*Directions*
Each line of the data holding "towel" should be found and copied.

[Referring expression data]

= Beginning of Section =

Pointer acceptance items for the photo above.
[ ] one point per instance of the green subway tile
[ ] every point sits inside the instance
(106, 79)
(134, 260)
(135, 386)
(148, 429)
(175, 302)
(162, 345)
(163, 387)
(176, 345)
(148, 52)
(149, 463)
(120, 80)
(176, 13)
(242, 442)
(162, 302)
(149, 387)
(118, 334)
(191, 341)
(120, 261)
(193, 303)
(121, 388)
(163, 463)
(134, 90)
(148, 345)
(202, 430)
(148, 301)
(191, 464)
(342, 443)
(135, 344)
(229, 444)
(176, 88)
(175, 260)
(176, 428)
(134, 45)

= End of Section =
= Beginning of Section =

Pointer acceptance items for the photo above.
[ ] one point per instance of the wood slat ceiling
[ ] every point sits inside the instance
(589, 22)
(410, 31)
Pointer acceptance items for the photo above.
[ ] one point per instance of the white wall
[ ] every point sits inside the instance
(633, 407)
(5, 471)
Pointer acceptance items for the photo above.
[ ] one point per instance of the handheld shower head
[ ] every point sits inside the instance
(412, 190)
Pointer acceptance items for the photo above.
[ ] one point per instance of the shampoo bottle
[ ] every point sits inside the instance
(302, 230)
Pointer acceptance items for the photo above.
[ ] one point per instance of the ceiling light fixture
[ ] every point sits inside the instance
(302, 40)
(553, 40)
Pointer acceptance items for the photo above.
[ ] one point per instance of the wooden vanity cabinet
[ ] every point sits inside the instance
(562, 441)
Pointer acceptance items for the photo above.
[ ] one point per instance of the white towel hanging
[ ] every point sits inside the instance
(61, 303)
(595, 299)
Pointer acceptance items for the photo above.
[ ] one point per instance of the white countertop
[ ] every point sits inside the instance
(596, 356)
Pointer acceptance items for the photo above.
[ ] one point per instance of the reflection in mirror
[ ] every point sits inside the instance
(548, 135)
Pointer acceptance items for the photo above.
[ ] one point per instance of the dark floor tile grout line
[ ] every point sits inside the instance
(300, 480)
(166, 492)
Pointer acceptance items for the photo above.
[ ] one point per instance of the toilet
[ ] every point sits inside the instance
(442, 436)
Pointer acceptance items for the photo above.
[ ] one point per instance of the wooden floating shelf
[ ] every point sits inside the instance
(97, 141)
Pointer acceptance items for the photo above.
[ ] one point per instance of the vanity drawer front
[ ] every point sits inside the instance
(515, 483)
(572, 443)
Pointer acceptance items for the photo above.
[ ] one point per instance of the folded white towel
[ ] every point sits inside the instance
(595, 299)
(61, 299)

= End of Section =

*Exercise output*
[ ] one point per instance of the white towel hanging
[ ] one point per instance of the folded white towel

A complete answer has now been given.